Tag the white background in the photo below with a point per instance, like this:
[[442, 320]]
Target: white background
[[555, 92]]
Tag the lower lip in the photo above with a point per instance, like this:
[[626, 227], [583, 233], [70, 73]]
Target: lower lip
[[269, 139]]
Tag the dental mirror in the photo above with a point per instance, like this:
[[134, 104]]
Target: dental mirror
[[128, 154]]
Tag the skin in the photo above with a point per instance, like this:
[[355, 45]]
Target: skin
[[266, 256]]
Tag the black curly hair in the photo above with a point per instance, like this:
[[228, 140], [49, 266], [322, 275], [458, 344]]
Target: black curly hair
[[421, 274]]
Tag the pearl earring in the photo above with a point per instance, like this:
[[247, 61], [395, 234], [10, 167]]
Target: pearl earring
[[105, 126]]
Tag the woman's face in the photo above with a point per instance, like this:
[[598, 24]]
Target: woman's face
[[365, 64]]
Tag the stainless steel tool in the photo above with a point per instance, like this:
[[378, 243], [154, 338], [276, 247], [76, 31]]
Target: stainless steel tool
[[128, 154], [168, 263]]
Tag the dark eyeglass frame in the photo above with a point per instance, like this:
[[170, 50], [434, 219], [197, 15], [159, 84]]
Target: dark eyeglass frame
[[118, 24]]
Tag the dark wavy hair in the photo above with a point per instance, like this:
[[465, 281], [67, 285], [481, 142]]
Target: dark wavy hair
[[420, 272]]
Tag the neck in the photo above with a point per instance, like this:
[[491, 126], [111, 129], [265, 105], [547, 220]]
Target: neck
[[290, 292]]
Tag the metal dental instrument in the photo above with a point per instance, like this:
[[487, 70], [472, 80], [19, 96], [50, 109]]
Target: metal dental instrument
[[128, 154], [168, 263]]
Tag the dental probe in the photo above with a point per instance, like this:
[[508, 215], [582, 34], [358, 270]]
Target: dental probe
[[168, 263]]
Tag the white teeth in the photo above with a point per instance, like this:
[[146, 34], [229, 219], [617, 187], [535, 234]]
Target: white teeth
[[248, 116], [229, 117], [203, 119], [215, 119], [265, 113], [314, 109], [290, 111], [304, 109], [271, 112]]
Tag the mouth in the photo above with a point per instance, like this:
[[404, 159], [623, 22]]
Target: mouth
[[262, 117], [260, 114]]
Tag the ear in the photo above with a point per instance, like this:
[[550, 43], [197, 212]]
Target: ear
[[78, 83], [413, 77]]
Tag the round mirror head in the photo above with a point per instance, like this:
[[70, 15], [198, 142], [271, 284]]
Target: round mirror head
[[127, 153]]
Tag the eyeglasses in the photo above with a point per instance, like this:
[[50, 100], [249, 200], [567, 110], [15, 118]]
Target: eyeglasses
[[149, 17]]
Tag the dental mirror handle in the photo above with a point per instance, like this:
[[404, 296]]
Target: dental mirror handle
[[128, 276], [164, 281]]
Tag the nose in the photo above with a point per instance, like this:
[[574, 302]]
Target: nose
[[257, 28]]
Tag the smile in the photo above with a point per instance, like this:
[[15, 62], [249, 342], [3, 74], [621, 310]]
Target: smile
******************************
Write out again, unchanged, the lines of the records that start at the line containing "Tag the dental probe" and end after the line containing "109], [271, 112]]".

#### Task solution:
Tag the dental probe in the photo above with a point per instance, like this:
[[508, 215], [582, 34], [358, 270]]
Target: dental probe
[[168, 263]]
Tag the white teeth in the photo above with a point per instance, like this:
[[146, 34], [229, 219], [617, 187], [535, 234]]
Target: white teeth
[[248, 116], [229, 117], [203, 119], [215, 119], [265, 113], [314, 109], [290, 111], [304, 109], [271, 112]]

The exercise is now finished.